→ Data excerpts

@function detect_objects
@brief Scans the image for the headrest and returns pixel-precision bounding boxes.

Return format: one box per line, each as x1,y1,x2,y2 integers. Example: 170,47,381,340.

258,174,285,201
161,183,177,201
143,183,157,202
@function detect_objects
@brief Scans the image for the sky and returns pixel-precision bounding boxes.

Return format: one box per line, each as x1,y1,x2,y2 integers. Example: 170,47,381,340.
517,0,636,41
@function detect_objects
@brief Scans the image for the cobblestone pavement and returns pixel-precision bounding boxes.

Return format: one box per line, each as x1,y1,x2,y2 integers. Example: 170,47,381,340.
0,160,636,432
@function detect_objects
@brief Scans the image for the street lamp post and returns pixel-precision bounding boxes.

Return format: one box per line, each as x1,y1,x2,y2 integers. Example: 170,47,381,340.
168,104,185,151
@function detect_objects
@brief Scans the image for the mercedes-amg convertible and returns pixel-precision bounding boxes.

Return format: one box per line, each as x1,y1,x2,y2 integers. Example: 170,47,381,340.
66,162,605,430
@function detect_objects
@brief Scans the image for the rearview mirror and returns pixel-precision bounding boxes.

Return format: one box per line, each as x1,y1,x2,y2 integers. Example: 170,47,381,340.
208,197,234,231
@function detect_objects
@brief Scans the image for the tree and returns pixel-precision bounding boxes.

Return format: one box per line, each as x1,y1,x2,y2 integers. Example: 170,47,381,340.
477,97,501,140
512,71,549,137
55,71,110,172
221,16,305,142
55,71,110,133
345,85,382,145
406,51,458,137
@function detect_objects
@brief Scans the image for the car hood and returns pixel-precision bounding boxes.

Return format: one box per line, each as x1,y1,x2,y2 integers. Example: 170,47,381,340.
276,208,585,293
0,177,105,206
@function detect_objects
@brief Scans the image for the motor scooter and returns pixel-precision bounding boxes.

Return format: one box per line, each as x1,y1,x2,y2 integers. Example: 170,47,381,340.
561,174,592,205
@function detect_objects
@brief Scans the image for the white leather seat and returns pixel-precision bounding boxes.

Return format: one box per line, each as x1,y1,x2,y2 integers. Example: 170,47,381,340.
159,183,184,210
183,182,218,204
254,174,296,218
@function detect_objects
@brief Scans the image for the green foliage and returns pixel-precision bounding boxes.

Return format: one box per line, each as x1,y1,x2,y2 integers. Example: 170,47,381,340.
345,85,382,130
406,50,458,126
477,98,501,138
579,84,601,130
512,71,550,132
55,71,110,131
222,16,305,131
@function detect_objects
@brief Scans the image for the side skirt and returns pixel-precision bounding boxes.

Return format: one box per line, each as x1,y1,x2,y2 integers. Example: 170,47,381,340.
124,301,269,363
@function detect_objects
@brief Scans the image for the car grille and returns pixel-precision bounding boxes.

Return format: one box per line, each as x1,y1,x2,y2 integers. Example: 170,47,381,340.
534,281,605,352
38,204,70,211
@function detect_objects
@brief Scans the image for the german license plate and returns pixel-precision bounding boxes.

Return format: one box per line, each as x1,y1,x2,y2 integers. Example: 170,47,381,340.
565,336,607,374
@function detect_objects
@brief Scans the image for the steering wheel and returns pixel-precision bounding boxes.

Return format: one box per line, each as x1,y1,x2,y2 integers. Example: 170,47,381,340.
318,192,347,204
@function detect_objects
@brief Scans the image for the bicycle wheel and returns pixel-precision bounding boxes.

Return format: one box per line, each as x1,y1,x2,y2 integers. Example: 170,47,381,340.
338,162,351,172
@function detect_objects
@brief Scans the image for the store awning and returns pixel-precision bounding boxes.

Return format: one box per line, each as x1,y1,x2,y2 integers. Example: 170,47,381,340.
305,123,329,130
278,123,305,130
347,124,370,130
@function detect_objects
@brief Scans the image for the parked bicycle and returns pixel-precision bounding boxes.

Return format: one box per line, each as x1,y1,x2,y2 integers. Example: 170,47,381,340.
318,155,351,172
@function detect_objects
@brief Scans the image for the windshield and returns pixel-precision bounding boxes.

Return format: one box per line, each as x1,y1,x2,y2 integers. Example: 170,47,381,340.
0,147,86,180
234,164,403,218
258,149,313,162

→ Aim of the task
How many of the lines above contain the string "bicycle"? Give only the number.

→ Task output
2